-- Start Given records --

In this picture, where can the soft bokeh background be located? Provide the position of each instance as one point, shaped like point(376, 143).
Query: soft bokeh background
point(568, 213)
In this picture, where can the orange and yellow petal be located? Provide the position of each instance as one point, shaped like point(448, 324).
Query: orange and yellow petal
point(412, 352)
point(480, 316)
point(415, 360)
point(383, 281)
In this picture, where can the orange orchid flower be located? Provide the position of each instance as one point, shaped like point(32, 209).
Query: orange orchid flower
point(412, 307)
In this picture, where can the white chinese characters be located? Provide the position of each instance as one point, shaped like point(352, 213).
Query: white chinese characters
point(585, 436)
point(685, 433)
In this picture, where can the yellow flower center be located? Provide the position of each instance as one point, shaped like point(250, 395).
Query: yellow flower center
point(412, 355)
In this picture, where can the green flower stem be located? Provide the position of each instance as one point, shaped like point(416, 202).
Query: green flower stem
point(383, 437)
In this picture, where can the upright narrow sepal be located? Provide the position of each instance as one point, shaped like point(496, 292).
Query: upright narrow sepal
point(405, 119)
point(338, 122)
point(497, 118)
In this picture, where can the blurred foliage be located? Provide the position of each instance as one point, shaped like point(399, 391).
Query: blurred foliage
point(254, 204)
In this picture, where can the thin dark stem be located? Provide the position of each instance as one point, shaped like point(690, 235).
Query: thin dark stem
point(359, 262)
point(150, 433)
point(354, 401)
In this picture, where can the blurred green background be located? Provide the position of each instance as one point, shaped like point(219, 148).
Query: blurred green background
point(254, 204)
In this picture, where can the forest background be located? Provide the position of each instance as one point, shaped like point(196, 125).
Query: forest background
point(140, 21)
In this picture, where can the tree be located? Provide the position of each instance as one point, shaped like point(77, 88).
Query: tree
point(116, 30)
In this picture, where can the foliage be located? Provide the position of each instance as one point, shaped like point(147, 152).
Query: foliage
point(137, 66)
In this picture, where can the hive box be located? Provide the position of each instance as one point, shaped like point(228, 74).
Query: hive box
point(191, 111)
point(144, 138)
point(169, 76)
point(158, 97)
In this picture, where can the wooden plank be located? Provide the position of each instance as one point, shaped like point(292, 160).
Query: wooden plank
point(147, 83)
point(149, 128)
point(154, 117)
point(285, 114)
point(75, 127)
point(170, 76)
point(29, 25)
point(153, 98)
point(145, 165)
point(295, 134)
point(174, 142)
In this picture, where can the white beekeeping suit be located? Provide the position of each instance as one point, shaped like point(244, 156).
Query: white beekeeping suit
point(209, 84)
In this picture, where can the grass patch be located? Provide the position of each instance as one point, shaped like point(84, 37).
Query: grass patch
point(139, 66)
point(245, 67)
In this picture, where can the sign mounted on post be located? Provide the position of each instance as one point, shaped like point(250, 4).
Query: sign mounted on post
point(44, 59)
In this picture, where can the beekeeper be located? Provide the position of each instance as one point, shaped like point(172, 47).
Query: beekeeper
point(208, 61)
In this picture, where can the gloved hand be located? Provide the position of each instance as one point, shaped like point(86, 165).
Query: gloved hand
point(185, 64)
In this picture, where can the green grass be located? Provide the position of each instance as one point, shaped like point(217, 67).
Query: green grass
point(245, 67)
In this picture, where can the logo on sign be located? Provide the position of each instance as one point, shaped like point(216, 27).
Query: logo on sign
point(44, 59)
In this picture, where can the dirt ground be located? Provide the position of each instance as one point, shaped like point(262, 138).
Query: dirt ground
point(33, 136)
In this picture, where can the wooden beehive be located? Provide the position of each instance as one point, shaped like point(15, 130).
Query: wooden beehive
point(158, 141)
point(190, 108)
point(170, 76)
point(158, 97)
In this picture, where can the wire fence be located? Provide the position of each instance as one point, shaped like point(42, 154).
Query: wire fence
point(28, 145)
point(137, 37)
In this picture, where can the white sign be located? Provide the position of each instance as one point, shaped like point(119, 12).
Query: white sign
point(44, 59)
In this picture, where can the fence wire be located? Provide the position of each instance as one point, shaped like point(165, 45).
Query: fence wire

-- End Given records --

[Description of the task]
Render the lines from the one with "In this picture, where can the beekeeper" to the one with "point(185, 64)", both included, as a Markdown table with the columns Row and Line, leaving out any blank lines.

[Complete response]
| Row | Line |
|---|---|
| 1 | In this picture, where can the beekeeper be located? Provide the position of each instance as one point, shaped like point(172, 47). |
| 2 | Query: beekeeper |
| 3 | point(208, 61) |
| 4 | In this picture, where can the gloved hand be located? Provide the position of each instance as one point, shaped like point(86, 165). |
| 5 | Query: gloved hand |
| 6 | point(185, 64) |